Challenge: Write out exactly, please, the lines from the one containing "wooden cabinet, imagine" to the end of the material.
## start Data supplied
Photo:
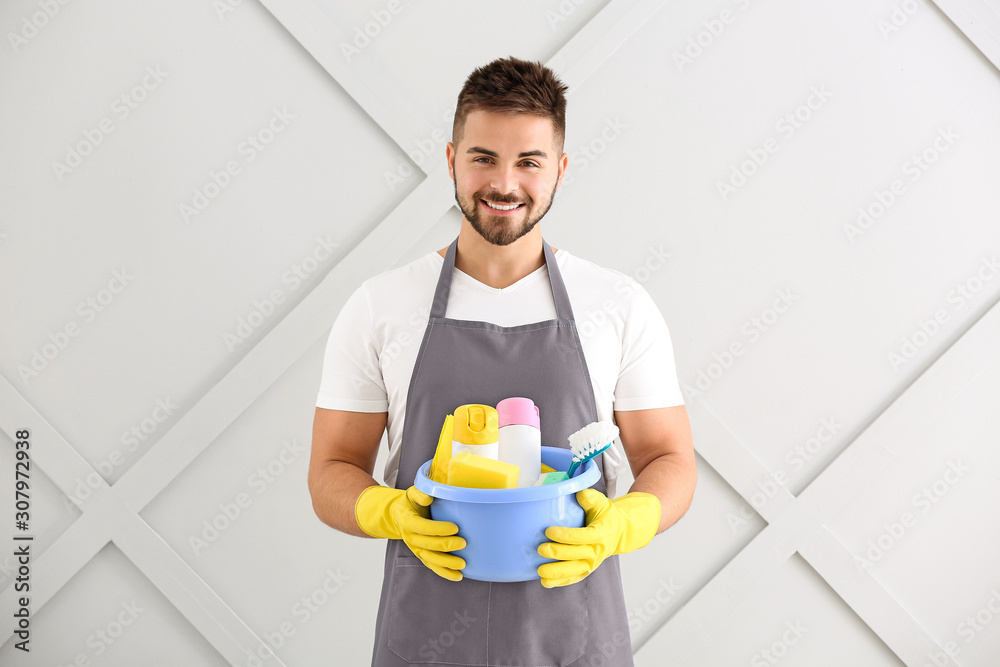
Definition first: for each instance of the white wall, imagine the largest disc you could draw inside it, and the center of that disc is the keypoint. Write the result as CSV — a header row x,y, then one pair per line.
x,y
168,287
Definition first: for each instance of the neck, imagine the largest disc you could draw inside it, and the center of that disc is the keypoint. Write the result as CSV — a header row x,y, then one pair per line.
x,y
497,266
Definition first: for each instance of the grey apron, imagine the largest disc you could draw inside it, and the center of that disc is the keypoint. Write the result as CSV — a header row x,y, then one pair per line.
x,y
425,619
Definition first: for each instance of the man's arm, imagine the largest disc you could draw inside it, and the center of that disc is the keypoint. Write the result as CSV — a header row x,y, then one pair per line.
x,y
344,449
661,454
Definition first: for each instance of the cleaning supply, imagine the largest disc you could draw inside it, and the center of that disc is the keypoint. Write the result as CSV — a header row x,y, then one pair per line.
x,y
479,472
550,478
612,527
442,455
474,430
503,527
399,514
590,441
520,440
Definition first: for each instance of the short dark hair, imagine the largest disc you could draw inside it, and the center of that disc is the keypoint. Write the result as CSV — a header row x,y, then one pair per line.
x,y
510,85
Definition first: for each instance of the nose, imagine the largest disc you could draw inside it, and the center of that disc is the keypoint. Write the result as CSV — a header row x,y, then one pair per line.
x,y
504,180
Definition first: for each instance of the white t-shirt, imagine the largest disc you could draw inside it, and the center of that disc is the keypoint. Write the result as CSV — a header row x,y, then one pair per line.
x,y
374,342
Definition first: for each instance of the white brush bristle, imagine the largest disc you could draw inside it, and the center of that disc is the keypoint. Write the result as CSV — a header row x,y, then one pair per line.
x,y
591,438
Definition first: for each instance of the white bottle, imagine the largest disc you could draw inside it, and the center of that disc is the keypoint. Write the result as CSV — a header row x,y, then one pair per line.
x,y
520,438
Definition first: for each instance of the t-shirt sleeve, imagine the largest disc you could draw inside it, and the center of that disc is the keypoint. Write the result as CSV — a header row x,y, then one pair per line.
x,y
648,376
352,379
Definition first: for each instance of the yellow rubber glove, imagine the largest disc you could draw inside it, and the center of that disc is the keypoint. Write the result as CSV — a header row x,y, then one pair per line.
x,y
405,515
613,527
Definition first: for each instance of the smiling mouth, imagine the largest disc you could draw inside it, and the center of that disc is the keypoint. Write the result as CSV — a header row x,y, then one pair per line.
x,y
503,208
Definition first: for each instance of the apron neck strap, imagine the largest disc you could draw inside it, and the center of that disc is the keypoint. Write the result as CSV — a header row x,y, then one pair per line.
x,y
564,311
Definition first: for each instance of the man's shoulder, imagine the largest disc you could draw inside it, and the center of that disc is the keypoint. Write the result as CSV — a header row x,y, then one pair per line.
x,y
585,272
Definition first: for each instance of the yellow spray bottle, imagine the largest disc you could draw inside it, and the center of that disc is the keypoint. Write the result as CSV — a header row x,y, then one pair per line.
x,y
476,430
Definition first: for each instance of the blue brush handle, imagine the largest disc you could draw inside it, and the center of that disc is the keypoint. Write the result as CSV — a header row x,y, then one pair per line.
x,y
576,464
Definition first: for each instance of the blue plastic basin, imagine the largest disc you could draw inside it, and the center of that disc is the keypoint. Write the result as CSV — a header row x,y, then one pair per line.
x,y
503,527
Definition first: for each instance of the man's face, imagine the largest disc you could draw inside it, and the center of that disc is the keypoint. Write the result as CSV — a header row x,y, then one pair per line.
x,y
504,161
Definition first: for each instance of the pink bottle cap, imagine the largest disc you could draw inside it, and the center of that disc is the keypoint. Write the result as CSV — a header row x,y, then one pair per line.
x,y
517,410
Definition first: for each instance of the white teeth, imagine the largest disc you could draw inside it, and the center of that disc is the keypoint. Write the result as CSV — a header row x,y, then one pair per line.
x,y
500,207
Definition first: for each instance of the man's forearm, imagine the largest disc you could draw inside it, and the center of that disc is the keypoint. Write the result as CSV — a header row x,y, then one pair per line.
x,y
671,478
335,490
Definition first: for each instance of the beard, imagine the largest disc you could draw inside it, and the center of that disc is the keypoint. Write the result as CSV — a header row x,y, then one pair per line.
x,y
502,229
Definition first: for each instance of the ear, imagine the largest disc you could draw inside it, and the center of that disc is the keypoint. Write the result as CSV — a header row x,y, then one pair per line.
x,y
449,153
563,162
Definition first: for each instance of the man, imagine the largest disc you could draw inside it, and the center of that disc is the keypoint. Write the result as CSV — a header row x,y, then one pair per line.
x,y
493,312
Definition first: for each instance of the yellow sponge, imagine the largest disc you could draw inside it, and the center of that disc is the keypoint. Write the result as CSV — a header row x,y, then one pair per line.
x,y
439,466
478,472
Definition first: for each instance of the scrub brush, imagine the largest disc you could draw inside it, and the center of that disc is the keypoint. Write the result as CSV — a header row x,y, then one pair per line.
x,y
590,441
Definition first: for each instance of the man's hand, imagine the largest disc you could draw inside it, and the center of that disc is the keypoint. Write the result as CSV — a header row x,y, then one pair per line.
x,y
405,515
613,527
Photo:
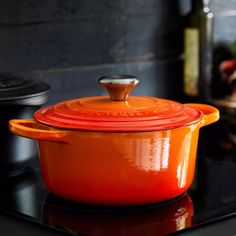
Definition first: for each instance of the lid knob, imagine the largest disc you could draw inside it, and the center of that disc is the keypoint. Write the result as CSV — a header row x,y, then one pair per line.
x,y
119,86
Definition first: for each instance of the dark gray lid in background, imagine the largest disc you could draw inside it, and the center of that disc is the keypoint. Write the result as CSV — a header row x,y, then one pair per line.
x,y
15,90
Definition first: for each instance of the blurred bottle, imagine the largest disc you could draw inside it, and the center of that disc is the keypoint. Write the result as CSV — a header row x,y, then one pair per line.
x,y
198,27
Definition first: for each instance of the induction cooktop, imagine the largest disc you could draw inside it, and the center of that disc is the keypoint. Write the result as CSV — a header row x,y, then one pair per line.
x,y
212,196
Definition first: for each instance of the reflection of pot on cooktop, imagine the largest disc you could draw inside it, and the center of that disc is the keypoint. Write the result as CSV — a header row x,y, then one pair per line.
x,y
116,221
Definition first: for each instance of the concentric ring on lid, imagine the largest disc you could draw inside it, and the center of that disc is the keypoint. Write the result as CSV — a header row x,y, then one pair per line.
x,y
138,113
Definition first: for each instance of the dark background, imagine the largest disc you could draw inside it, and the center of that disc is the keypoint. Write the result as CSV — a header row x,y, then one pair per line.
x,y
70,44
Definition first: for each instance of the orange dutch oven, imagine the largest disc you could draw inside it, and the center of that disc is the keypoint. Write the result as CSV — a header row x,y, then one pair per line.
x,y
117,149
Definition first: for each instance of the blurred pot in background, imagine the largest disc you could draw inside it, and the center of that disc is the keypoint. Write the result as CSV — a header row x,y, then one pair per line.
x,y
19,97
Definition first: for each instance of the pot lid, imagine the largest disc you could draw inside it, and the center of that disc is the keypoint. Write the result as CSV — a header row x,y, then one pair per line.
x,y
118,112
17,90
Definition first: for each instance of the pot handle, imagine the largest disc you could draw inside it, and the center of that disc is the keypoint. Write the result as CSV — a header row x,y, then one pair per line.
x,y
211,114
26,128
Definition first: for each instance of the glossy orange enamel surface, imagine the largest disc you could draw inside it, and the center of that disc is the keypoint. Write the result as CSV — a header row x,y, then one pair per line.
x,y
99,113
120,168
124,168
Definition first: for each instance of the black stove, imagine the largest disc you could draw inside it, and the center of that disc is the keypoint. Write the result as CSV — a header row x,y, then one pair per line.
x,y
212,196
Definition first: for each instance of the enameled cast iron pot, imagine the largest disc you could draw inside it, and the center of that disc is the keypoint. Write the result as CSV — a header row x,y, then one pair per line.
x,y
117,150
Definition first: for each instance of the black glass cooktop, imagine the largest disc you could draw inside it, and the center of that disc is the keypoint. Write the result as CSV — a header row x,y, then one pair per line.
x,y
212,196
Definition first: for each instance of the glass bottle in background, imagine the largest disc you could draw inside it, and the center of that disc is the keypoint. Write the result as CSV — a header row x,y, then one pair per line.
x,y
198,26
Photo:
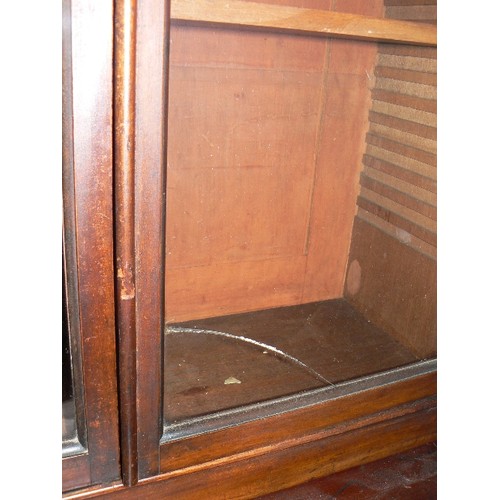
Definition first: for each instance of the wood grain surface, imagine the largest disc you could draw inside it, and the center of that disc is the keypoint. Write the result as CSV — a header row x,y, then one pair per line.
x,y
265,144
306,21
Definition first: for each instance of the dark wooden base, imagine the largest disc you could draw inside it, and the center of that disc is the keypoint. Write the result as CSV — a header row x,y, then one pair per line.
x,y
330,337
411,475
295,458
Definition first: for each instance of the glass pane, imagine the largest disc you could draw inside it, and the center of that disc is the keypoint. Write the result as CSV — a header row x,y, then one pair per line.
x,y
280,279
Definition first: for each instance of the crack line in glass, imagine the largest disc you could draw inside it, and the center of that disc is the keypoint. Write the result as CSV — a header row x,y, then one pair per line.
x,y
179,329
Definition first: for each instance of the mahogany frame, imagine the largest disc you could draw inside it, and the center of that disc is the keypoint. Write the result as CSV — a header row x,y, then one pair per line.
x,y
88,238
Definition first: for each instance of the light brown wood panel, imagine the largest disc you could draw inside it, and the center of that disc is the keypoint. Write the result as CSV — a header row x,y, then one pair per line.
x,y
262,167
340,151
225,288
397,287
237,118
237,214
232,48
303,21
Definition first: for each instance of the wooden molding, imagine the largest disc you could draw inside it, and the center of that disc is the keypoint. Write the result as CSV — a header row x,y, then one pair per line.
x,y
241,14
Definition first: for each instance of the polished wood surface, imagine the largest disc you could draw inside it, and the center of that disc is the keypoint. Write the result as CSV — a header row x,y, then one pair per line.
x,y
331,338
295,462
297,425
411,475
124,187
309,21
150,132
92,188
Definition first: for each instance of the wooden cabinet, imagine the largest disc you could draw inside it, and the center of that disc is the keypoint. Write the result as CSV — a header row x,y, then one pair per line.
x,y
249,242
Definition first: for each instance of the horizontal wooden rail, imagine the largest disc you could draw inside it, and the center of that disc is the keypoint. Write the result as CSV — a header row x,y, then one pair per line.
x,y
242,14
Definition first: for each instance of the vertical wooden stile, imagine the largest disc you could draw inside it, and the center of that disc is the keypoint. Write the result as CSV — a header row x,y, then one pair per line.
x,y
124,158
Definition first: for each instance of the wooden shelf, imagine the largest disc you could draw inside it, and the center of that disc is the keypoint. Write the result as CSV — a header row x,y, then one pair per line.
x,y
241,14
331,338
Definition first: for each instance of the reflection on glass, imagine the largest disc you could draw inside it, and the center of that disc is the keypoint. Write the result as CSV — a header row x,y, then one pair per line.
x,y
69,431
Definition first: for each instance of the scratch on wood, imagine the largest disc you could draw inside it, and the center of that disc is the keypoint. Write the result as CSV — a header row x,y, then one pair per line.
x,y
178,329
127,287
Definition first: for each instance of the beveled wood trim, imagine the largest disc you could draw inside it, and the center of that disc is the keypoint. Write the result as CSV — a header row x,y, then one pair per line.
x,y
70,267
150,173
242,14
277,468
292,425
92,49
76,472
124,183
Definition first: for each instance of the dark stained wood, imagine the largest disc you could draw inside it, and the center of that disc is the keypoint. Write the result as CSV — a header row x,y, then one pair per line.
## end Data supplied
Final result:
Definition first: for each instance of the wooden cabinet, imagine the largest disc you could draw inside it, and the center of that disc is the keypoint. Write the result as CSV — a header row x,y, then one pair per line.
x,y
249,242
Definition first: for each instance of the horizontal wooden rail, imagine the largest disc you could draw inside it, and the center of that disc is the keypoint. Write the result as CSV — a header row x,y, then one pair per line.
x,y
242,14
Definition first: for each instance of the vertical wooden stile, imagine the largest disc you could draw inside it, and the center of that disc is the keypoint. Write the result as CSV — a header row x,y, then one pair per line.
x,y
124,158
Definition first: for each instance of the wooden shelf, imagine the largest disc you could draw inside it, and the center of that disc is the keypoint. Write the result as CSV — a header row x,y, then one pair per line.
x,y
241,14
331,338
Definition first: for each instance of the reflection on glass, imagine the largest disc you could draw inside it, and the center of that disc is the keypoint. Write the result as CSV — a header row x,y, then one pair per line.
x,y
69,431
Definition first: for each instance of the scratch on wood, imagine the largest disc you could draw inside it, and the center of that disc is the keypoint. Write the result as CSV — a header row x,y, then one pair per line.
x,y
178,329
127,287
Definition first: for each instance of the beveled wood trim, imagine the largest disc you could draw inside it, and the center of that disc is the keypoint. Write the result as CSV — a header row x,y, then one pair per line.
x,y
70,267
150,173
242,14
277,468
292,425
92,49
76,472
124,183
Definition first: for each instance of the dark stained wood, imagine the largest disc you could draw inside it, and the center of that disc is the keypoint. Write the result as CSV — a header row x,y, then one pair per line.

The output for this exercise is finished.